Texto fuente
******************************
Libertad es una palabra polisémica, significa distintas cosas,
pero no solo en atención al repertorio de acepciones del diccionario, sino
también, por un lado, al “presupuesto moral” o principios ideológicos de quien
la pronuncia, como veremos más adelante, y por otro, al sentido que a lo largo
de la historia le hemos ido dando. En su ensayo Libertad, la historia de una
idea, Josu de Miguel Bárcena habla de un “nervio central de la
libertad”, que a lo largo de los tiempos habría sido como un tortuoso
camino que, con sus dificultades, las distintas civilizaciones habrían seguido.
Inevitablemente De Miguel cita el discurso que Benjamín Constant pronunció en
1819 en el Ateneo de París porque, en cierta forma, sintetiza y aclara las
ideas de los revolucionarios franceses y americanos de finales del siglo XVIII,
y pone las bases para la implantación de los sistemas liberales a lo largo del
siglo XIX, una implantación que como sabemos, sería larga y dolorosa en el caso
de España. Vale la pena que nos detengamos en las palabras de Constant porque
nos ayudarán a entender mejor las cosas.
La distinción básica del discurso es la que hace entre la
libertad de los “antiguos” y la de los “modernos”. Tanto en la cultura griega
como en la romana, la idea de libertad está viva, pero se trata de un concepto
restringido, primero porque es cierto que en las asambleas públicas se deciden libremente
los asuntos de estado y las normas del funcionamiento social, pero en el ámbito
privado nadie es libre de actuar al margen de esas estrictas normas, lo que
reduce a los ciudadanos a una quasi esclavitud en lo que se refiere a
sus relaciones privadas; en palabras de De Miguel, “el ciudadano virtuoso
era a su vez un individuo anulado por la autoridad del cuerpo social”.
Además, solamente el selecto grupo que ostenta la condición de ciudadano puede
acceder a ella, pero para que éstos dediquen su tiempo al debate hace falta que
asalariados y esclavos, sin los derechos de los primeros, se encarguen del día
a día de la ciudad. Por último, el sistema representativo cuenta con escasos
vestigios en el mundo clásico, siendo básicamente un descubrimiento de los
modernos.
El mundo moderno por su parte lo forman Estados de mayor
tamaño al que tenían las ciudades-estado griegas, su principal misión ya no
será, como entonces, defensiva, y el comercio ha diluido la anterior necesidad
de estar constantemente en guerra, porque el resultado del trabajo y los
intercambios económicos ofrecen mayores beneficios que el conflicto permanente,
“la guerra es el impulso, el comercio el cálculo”, dirá Constant. La
economía en manos de los ciudadanos, privados de la ociosidad que el ya abolido
sistema esclavista les facilitaba, obliga al trabajo, y además a tener que confiar
en representantes que gestionen lo público, pero con una limitación
esencial: solo deberán hacer aquello que los ciudadanos, por sí mismos, no
puedan hacer. Este será el gran cambio de paradigma que la “libertad moderna”
impone: nunca lo público debería cercenar la libertad del individuo; “Nuestra
propia libertad debe consistir en el goce apacible de la independencia privada”,
añade. Es cierto que esta posición crea innumerables controversias, entre
ellas la dicotomía de libertad y seguridad, pero no es el caso de abordarlas en
este momento.
******************************
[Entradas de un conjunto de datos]
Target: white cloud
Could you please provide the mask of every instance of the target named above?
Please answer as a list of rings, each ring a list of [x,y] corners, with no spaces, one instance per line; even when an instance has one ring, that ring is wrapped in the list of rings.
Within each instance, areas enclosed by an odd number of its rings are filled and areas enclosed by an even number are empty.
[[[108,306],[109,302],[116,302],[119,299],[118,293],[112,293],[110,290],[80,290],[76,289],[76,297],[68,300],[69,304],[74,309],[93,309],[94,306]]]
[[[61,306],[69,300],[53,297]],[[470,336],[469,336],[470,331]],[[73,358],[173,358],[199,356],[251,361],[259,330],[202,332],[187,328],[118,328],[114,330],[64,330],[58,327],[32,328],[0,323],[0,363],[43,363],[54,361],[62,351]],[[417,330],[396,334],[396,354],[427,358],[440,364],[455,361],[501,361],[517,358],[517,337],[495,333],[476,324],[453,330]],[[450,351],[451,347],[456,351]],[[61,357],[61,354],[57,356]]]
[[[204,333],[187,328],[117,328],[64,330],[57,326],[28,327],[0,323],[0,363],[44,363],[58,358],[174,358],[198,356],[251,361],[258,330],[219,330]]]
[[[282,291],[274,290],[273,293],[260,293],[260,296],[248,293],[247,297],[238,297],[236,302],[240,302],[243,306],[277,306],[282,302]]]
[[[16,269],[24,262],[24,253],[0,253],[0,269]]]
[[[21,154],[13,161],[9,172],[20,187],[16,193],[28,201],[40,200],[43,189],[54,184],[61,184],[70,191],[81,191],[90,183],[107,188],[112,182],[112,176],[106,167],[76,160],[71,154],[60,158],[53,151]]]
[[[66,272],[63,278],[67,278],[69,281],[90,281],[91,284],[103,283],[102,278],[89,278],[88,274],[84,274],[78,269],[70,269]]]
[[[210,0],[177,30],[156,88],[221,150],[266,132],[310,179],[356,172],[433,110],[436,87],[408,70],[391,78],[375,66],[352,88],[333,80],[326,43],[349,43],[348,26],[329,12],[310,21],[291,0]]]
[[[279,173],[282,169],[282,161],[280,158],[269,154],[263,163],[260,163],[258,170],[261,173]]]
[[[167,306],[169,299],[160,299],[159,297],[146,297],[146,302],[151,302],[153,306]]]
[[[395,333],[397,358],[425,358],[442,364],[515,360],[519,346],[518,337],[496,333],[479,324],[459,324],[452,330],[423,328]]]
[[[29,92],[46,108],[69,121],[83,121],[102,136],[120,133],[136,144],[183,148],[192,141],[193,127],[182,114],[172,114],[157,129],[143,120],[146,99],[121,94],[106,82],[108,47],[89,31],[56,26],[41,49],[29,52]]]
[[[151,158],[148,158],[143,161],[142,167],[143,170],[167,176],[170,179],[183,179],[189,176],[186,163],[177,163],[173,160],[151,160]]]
******************************
Instrucciones de trabajo
Por favor, escribe sin cambios todo lo que va en el texto sobre la libertad desde "Libertad es una" hasta "civilizaciones habrían seguido.", con ambos extremos incluidos. No es necesario consultar las entradas.

Resultado de la tarea
Libertad es una palabra polisémica, significa distintas cosas,
pero no solo en atención al repertorio de acepciones del diccionario, sino
también, por un lado, al “presupuesto moral” o principios ideológicos de quien
la pronuncia, como veremos más adelante, y por otro, al sentido que a lo largo
de la historia le hemos ido dando. En su ensayo Libertad, la historia de una
idea, Josu de Miguel Bárcena habla de un “nervio central de la
libertad”, que a lo largo de los tiempos habría sido como un tortuoso
camino que, con sus dificultades, las distintas civilizaciones habrían seguido.